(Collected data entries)
[start]
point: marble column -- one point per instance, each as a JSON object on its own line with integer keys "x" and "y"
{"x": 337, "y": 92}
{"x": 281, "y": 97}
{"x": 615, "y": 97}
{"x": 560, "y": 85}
[end]
» **STATED PROBLEM**
Can you write out every line of the material above without changing a single character?

» **RESULT OF THE EXERCISE**
point: marble column -- one point per instance, each as a JSON object on its own line with integer keys "x" and "y"
{"x": 337, "y": 92}
{"x": 281, "y": 97}
{"x": 615, "y": 97}
{"x": 560, "y": 85}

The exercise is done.